# Page text:
......
Saturday, May 20, 2017
Barking Dogs Never Bite (Flandersui Gae)
BARKING DOGS NEVER BITE (FLANDERSUI GAE) (Bong Joon-ho, 2000)
A yappy little dog somewhere in the big apartment complex irritates the unemployed Yun-ju (Lee Sung-jae) to no end in the South Korean dark comedy BARKING DOGS NEVER BITE. When Yun-ju finds what he believes to be the offending canine, he disposes of it. To his dismay, he learns that he got rid of the wrong dog and now must abduct and kill another. Even worse, his pregnant wife brings home a dog to dote on.
Bookkeeper Hyun-nam (Bae Doona) takes note of the increase in residents wanting her to approve flyers about their missing dogs. From a distance she is horrified to spot Yun-ju tossing one off a building. Hyun-nam is also determined to bring him to justice for this because the fame in catching him to justice may provide financial rewards. A janitor (Byun Hee-bong) for the buildings doesn’t mind coming across these dead dogs because he can add them to the soup he makes in the basement.
......
# Listed records:
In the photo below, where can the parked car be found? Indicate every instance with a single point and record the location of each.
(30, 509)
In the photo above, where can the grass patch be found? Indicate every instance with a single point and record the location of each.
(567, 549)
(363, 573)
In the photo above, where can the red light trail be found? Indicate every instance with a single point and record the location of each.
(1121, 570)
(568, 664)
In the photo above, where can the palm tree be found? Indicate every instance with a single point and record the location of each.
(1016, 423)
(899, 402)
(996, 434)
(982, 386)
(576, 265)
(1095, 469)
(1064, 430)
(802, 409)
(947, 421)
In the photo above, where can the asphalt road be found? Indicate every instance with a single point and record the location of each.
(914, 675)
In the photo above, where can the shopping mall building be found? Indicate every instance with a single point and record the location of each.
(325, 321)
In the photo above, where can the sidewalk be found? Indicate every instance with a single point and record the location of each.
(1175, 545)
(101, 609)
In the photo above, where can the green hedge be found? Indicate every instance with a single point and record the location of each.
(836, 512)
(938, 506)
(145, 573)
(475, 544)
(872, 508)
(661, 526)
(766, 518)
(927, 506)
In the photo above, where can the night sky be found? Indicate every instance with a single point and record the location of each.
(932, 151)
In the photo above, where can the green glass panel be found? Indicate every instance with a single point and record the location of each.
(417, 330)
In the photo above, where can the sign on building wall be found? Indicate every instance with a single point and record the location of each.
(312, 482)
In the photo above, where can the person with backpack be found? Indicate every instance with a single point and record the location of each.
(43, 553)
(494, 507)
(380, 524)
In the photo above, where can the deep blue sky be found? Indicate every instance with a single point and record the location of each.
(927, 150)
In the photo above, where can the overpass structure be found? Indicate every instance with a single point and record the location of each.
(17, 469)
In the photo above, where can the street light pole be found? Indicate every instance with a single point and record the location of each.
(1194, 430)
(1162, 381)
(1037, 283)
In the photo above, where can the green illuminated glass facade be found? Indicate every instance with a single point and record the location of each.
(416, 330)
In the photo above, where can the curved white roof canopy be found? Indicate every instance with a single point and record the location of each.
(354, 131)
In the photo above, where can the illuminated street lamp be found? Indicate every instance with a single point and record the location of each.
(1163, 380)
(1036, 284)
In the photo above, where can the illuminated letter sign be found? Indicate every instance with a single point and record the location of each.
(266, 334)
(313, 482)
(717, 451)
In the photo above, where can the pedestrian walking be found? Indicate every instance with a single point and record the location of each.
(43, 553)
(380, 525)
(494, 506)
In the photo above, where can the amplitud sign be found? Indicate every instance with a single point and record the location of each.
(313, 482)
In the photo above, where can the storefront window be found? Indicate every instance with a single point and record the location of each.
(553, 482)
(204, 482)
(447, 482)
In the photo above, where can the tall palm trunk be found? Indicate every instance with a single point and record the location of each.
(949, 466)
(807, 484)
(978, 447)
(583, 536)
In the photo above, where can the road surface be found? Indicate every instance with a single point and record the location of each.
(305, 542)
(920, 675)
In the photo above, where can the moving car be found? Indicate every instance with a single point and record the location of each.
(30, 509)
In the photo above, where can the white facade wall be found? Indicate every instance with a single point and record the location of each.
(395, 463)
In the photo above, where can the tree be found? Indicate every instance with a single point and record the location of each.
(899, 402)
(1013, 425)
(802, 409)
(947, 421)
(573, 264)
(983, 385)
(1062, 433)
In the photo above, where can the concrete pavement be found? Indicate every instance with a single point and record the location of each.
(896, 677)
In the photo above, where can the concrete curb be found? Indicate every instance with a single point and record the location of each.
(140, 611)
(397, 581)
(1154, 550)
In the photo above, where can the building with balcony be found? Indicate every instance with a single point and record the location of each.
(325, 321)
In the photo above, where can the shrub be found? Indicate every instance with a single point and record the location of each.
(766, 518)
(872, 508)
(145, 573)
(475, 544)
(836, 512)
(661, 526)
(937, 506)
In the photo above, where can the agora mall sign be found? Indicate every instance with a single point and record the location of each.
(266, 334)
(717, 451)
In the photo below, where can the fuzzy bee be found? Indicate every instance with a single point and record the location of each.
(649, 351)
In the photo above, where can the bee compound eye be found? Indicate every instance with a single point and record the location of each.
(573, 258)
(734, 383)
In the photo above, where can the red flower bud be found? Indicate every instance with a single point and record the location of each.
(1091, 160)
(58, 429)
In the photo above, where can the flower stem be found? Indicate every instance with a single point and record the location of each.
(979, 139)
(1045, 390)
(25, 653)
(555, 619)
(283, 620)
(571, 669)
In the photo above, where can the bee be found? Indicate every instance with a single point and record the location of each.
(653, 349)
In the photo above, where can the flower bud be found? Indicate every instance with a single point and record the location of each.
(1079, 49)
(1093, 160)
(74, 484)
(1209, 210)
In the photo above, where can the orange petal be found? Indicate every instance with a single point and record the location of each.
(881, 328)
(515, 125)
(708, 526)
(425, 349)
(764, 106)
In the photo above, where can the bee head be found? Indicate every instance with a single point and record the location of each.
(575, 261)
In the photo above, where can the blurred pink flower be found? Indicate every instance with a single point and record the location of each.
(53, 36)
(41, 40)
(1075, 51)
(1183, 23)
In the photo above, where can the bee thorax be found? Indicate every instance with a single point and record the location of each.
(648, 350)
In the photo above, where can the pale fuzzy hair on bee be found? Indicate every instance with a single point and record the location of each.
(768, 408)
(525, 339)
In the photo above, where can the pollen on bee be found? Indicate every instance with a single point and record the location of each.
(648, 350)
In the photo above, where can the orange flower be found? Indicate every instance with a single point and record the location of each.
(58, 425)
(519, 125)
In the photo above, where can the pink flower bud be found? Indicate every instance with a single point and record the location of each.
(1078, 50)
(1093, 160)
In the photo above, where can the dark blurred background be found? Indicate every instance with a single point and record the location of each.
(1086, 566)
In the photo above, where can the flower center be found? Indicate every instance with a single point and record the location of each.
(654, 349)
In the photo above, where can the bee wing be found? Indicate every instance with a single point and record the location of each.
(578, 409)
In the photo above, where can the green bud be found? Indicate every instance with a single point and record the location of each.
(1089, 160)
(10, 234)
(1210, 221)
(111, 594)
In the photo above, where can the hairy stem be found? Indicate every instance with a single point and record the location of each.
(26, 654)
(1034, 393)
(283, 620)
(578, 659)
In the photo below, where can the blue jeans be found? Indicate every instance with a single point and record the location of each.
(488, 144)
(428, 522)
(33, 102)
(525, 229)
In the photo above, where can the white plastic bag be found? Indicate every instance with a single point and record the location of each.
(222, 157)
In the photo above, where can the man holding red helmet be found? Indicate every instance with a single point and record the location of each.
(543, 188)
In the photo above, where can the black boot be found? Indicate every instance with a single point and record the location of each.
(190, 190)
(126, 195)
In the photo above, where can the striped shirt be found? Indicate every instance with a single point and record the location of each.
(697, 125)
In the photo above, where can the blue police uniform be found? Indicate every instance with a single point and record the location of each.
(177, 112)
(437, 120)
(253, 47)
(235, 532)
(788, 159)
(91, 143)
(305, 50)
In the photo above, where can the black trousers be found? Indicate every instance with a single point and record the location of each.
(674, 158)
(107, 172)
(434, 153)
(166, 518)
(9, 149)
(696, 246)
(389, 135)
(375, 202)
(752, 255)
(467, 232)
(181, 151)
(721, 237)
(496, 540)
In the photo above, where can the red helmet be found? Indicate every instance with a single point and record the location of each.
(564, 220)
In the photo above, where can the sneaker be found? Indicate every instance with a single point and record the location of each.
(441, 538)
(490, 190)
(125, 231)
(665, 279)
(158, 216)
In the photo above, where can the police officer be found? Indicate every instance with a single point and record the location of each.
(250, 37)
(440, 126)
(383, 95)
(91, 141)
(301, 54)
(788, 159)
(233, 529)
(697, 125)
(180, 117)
......
# What the exercise asks:
Return everything from "A yappy little" down to "in the basement." in the review of Barking Dogs Never Bite above, copied word for word.

# Task result:
A yappy little dog somewhere in the big apartment complex irritates the unemployed Yun-ju (Lee Sung-jae) to no end in the South Korean dark comedy BARKING DOGS NEVER BITE. When Yun-ju finds what he believes to be the offending canine, he disposes of it. To his dismay, he learns that he got rid of the wrong dog and now must abduct and kill another. Even worse, his pregnant wife brings home a dog to dote on.
Bookkeeper Hyun-nam (Bae Doona) takes note of the increase in residents wanting her to approve flyers about their missing dogs. From a distance she is horrified to spot Yun-ju tossing one off a building. Hyun-nam is also determined to bring him to justice for this because the fame in catching him to justice may provide financial rewards. A janitor (Byun Hee-bong) for the buildings doesn’t mind coming across these dead dogs because he can add them to the soup he makes in the basement.